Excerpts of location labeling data
╔══

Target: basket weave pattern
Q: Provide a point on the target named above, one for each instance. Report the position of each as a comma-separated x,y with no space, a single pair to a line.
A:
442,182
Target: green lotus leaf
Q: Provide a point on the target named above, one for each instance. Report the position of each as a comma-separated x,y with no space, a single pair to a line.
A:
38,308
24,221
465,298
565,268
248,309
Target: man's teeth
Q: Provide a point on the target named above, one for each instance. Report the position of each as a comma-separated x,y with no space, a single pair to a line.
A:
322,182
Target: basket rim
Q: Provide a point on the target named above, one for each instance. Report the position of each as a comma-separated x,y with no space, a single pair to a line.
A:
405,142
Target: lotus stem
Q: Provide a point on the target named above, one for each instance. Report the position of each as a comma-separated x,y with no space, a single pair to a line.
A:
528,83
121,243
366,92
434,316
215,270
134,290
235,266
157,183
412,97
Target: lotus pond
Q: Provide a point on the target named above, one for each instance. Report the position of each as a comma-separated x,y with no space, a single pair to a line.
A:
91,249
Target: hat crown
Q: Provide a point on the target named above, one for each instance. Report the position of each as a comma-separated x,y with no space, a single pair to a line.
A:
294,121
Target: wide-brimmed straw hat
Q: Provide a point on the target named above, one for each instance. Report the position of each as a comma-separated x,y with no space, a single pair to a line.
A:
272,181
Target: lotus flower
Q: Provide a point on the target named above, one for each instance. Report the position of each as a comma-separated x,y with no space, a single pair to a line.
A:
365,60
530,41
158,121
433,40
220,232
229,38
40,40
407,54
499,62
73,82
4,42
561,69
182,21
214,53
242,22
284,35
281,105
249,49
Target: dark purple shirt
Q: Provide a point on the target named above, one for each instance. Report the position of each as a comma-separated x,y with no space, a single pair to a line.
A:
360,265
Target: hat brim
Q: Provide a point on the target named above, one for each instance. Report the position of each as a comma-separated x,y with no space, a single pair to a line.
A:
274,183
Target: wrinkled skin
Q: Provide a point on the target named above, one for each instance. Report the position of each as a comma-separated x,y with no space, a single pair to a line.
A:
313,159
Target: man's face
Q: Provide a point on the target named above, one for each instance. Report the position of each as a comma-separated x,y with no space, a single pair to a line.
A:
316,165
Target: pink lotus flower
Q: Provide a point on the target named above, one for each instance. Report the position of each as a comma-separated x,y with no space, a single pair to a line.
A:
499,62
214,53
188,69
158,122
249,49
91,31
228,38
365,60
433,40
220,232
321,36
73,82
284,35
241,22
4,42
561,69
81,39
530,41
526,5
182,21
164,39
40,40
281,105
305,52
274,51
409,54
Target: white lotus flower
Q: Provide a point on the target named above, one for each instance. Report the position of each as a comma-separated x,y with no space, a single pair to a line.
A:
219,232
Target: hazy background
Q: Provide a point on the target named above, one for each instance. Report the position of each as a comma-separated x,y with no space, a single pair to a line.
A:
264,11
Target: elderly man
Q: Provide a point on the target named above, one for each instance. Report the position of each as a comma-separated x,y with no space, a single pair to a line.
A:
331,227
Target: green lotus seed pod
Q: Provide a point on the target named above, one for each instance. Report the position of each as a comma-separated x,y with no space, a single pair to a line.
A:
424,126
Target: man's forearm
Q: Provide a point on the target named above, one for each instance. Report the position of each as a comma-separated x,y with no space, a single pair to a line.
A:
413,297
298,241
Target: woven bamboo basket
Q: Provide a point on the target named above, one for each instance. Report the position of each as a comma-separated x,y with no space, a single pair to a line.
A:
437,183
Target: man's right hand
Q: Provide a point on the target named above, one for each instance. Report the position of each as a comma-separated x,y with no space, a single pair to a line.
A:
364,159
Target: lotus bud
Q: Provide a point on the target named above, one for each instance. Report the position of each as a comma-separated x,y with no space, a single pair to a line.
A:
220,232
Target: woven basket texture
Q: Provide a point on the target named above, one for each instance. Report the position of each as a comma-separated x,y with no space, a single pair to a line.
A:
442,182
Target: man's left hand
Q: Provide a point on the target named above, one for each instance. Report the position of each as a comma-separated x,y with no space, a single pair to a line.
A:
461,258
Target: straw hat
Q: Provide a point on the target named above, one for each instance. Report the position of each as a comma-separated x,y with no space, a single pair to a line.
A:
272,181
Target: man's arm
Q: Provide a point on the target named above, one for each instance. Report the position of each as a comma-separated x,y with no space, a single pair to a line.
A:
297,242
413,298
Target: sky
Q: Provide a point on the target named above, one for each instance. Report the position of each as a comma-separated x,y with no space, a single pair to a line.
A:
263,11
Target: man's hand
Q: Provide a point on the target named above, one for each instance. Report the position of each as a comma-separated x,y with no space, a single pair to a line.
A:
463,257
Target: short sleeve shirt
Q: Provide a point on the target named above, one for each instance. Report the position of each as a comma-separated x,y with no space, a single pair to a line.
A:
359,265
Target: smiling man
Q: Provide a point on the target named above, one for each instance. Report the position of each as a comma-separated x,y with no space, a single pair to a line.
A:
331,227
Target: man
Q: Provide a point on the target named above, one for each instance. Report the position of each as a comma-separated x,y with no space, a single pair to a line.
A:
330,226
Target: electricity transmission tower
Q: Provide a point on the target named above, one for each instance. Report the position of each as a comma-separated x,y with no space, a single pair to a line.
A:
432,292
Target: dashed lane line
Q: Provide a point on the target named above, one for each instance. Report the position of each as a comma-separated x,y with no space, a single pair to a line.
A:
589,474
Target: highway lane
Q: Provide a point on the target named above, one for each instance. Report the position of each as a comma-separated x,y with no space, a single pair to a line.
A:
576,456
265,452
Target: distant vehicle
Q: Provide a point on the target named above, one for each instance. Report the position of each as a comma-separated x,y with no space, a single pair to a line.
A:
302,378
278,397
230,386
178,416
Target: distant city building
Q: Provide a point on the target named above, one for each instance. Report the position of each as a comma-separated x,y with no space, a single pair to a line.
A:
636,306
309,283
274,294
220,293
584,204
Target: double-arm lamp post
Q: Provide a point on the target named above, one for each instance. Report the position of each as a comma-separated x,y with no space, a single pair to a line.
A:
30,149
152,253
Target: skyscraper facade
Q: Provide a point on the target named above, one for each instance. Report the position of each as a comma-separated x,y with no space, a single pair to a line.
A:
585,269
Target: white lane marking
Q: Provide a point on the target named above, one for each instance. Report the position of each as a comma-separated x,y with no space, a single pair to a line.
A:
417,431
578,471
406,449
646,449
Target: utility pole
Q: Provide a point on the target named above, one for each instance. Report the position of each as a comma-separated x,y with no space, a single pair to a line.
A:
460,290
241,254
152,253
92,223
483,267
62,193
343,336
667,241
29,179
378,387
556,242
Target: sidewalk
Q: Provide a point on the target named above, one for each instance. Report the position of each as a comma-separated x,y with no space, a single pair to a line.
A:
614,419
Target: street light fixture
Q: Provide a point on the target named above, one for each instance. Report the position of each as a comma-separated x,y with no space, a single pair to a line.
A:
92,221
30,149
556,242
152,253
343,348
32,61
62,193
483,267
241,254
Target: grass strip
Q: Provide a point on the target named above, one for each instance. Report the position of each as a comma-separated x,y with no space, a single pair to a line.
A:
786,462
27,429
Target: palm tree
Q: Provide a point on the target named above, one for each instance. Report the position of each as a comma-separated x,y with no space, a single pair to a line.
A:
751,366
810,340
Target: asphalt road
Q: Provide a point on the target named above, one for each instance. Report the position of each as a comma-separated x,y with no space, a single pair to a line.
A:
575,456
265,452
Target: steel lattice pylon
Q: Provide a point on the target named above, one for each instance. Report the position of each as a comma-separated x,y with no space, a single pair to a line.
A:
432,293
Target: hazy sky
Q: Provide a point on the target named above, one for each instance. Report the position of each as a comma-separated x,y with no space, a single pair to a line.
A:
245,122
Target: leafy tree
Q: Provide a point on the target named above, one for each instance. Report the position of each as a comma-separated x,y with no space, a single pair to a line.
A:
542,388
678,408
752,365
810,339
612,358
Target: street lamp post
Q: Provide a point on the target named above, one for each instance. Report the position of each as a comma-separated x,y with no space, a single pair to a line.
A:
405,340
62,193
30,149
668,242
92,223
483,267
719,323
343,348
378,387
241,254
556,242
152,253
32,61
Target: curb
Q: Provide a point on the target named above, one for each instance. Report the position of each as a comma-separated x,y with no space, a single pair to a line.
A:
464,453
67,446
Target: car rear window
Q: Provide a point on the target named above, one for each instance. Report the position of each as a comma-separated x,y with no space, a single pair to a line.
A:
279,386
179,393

╚══

Output the line holding "Target: steel lattice pylon", then every later line through the end of the records above, exactly as given and nothing else.

Target: steel lattice pylon
Q: Provide a point on the target named above, one for each instance. Report the position of each as a comma-separated x,y with no space, a single pair to a line.
A:
432,293
Target: hazy sky
Q: Provide a point on the target named above, one for each instance. Report the position of each as a comma-separated x,y with no space, a single pair to a line.
A:
245,122
Target: leafy tree
Q: Provide a point on the target named above, one for each instance. Report the position of each as a comma-separated x,y with no space, a single pair to a line.
A:
542,388
678,408
752,365
810,339
612,358
Target: street lamp post
Q: Provide a point on the target named above, one for each instance. Report the position of each as a comma-separated x,y with no space, a single pair to a line.
A:
405,340
62,193
30,149
668,242
92,223
483,267
719,323
343,348
378,387
241,254
556,242
152,253
32,61
Target: curb
Q: Provide a point on the target named above, one for each instance. Report the position of each as a comma-separated x,y with no space, a single pair to a line.
A:
464,453
67,446
Target: car rear window
Q: Provide a point on the target named above, one for each instance. Report the position of each as a comma-separated x,y with no space, a single pair to a line.
A:
279,386
179,393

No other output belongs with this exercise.